INTERVENTO ALL’ASSEMBLEA DELLA “BCC DI VERONA E VICENZA” PER LA REALIZZAZIONE DEL PROGETTO DI FUSIONE CON “BANCA PATAVINA”

Un cordiale saluto a tutte le autorità presenti e a tutti i soci e ringrazio per l’invito che mi è stato rivolto.

In riferimento al progetto di fusione che è oggetto del nostro incontro odierno e pensando a dove affondano le radici della Banca di Credito Cooperativo di Verona e Vicenza, ritengo molto importante richiamare i principi ispiratori presenti nel secondo articolo dello Statuto.

Principi ben presenti in quel 27 settembre 1896, quando nella sacrestia della chiesa di San Giorgio di Perlena a Fara Vicentino, il Parroco Don Gaetano Plebs e trentun agricoltori fondano la “Cassa Rurale di prestiti San Giorgio di Perlena”.

Alcuni anni prima, nel 1981 Papa Leone XIII pubblicava l’enciclica sociale Rerum Novarum nella quale invitava i cattolici a costituire società ispirate alla dottrina sociale della Chiesa, con la finalità di una maggiore giustizia e un miglioramento delle condizioni delle classi sociali più disagiate (agricoltori, mezzadri, operai).

Cosa fare —
1 – Estrai parola per parola dal brano il tratto che comincia con "In riferimento al" e finisce con "articolo dello Statuto.".
2 – Secondo il brano, chi fondò la Cassa Rurale di prestiti San Giorgio di Perlena e in che giorno?

Righe di dati —
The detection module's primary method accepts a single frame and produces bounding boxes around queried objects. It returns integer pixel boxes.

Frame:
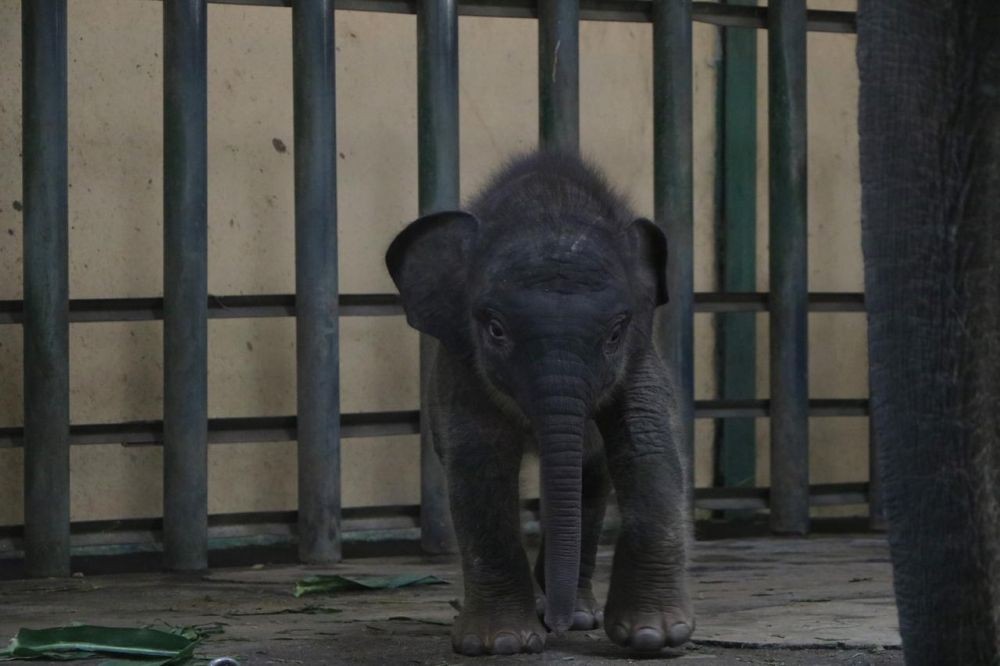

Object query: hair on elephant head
[386,153,667,630]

Soluzioni complete —
1 –
In riferimento al progetto di fusione che è oggetto del nostro incontro odierno e pensando a dove affondano le radici della Banca di Credito Cooperativo di Verona e Vicenza, ritengo molto importante richiamare i principi ispiratori presenti nel secondo articolo dello Statuto.

2 – Il parroco Don Gaetano Plebs e trentun agricoltori, il 27 settembre 1896.